EXERCISE AIM ->
Copy out the data below verbatim.

THE DATA ->

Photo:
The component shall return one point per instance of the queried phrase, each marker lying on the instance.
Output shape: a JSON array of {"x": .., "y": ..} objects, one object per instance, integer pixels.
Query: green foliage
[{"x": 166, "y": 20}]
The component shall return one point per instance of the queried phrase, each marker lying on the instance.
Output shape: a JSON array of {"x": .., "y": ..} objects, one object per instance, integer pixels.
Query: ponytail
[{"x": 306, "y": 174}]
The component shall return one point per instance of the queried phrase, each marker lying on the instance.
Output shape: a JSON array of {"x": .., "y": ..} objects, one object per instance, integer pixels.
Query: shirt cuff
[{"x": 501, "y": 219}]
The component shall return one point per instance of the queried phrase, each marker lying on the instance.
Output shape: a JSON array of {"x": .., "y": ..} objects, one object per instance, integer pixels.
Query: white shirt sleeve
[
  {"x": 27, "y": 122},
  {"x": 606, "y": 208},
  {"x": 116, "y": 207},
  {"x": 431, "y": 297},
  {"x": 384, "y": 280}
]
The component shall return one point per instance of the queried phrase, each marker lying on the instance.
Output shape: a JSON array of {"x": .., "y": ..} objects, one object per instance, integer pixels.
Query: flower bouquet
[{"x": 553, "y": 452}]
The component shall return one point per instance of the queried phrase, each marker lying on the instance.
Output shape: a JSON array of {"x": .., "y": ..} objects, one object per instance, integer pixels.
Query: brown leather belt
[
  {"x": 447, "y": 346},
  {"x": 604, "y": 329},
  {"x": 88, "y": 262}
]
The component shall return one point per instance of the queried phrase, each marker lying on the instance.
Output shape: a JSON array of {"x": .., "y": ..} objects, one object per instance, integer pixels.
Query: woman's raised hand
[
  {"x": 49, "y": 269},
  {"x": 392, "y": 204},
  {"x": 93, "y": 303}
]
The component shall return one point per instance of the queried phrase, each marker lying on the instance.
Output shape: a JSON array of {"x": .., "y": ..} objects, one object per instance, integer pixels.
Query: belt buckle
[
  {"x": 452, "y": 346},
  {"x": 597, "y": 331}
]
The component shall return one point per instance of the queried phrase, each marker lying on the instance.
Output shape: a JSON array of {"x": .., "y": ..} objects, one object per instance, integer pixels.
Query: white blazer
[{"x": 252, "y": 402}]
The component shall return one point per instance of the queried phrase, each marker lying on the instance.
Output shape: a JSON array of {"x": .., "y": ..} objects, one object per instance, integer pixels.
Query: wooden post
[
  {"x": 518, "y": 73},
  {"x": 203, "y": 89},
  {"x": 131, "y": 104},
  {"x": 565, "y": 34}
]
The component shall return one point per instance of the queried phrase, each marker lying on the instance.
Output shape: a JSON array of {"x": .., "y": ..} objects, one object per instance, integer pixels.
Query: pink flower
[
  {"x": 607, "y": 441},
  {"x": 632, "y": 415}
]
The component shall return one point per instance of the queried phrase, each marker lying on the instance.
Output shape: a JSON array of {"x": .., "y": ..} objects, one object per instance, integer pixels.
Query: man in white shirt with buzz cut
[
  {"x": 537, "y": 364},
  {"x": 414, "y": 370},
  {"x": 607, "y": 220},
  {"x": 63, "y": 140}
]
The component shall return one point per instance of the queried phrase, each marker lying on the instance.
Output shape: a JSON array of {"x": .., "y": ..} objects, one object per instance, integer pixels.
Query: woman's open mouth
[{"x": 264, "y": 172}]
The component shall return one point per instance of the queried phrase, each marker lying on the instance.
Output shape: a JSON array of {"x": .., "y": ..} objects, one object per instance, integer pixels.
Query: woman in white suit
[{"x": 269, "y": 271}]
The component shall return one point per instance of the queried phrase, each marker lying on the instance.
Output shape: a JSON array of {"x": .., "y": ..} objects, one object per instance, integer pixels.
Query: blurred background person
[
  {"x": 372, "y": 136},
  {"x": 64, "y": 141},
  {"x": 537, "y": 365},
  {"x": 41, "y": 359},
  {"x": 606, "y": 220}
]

EXERCISE RESULT ->
Photo:
The component shall return one point per instance of the queried phrase, each marker lying on the instance.
Output shape: a JSON array of {"x": .., "y": ..} objects, one object per instance, integer pixels.
Query: green foliage
[{"x": 166, "y": 20}]
The component shall return one point per instance of the queried phrase, each marker lying on the instance.
Output shape: a JSON array of {"x": .., "y": ..} objects, one object per instance, integer pixels.
Query: ponytail
[{"x": 306, "y": 174}]
The component shall return one point per instance of the queried phrase, each marker lying on the instance.
Output shape: a JSON array of {"x": .., "y": ..} objects, one object per instance, integer pixels.
Query: shirt cuff
[{"x": 501, "y": 219}]
The component shall return one point per instance of the queried phrase, each marker lying on the instance.
Output shape: a JSON array of {"x": .., "y": ..} objects, one object per instance, integer pixels.
Query: white shirt sleeve
[
  {"x": 27, "y": 122},
  {"x": 606, "y": 208},
  {"x": 116, "y": 207},
  {"x": 431, "y": 297},
  {"x": 384, "y": 280}
]
The component shall return one point per instance of the queried phrase, each marker lying on the instance.
Output shape: a JSON array of {"x": .., "y": ..} objects, one object per instance, integer pixels.
Query: flower bouquet
[{"x": 553, "y": 452}]
The component shall return one point per instance of the queried phrase, each marker lying on the instance.
Output shape: a JSON array of {"x": .., "y": ..} objects, one object per instance, integer pixels.
Query: brown leather belt
[
  {"x": 447, "y": 346},
  {"x": 604, "y": 329},
  {"x": 88, "y": 262}
]
The component shall return one point per instance of the queried phrase, each marker lying on the instance.
Output shape: a JSON array of {"x": .., "y": ..} objects, one object per instance, integer pixels.
Query: woman's raised hand
[
  {"x": 49, "y": 269},
  {"x": 392, "y": 204},
  {"x": 93, "y": 303}
]
The component shall return one point per instance of the queried phrase, each marker lying on the instance.
Output shape: a JSON array of {"x": .., "y": ..} objects, one object per instance, integer pixels.
Query: belt buckle
[
  {"x": 452, "y": 346},
  {"x": 597, "y": 331}
]
The component shall return one point per instance of the queried phrase, each marker lying on the instance.
Output shape: a JSON array of {"x": .., "y": ..} objects, one object per instance, integer pixels.
Query: white blazer
[{"x": 252, "y": 402}]
The component shall return one point per instance of the queried phrase, each marker lying on the instance.
Output shape: a JSON array of {"x": .., "y": ..} objects, one object per instance, integer pixels.
Query: wooden post
[
  {"x": 518, "y": 73},
  {"x": 203, "y": 89},
  {"x": 131, "y": 104},
  {"x": 565, "y": 34}
]
The component shall return one point per instance of the queried phrase, each marker lying on the instance.
Output shape: a JSON array of {"x": .., "y": ..} objects, one object per instance, integer pixels.
Query: pink flower
[
  {"x": 607, "y": 441},
  {"x": 632, "y": 415}
]
The component shall return one point per instance of the queried phrase, each marker lying on the instance.
Output shape: a JSON array of {"x": .., "y": ..} objects, one object per instance, integer pixels.
Query: man in white shirt with buzz cut
[
  {"x": 537, "y": 364},
  {"x": 414, "y": 370},
  {"x": 607, "y": 220},
  {"x": 63, "y": 140}
]
The component shall return one point per instance of the queried phrase, each marker lying on the instance.
Output shape: a JSON array of {"x": .., "y": ..} objects, one object per instance, integer pixels.
Query: woman's open mouth
[{"x": 264, "y": 172}]
The component shall return one point per instance of the queried phrase, each marker lying on the instance.
Output shape: a JSON array of {"x": .., "y": ..} objects, one object per instance, integer pixels.
Query: woman in white suit
[{"x": 269, "y": 271}]
The component shall return one point per instance of the queried phrase, each marker lying on the instance.
Output shape: a JSON array of {"x": .., "y": ..} objects, one object per instance, integer pixels.
Query: blurred background person
[
  {"x": 372, "y": 136},
  {"x": 64, "y": 141},
  {"x": 537, "y": 365},
  {"x": 41, "y": 359},
  {"x": 606, "y": 220}
]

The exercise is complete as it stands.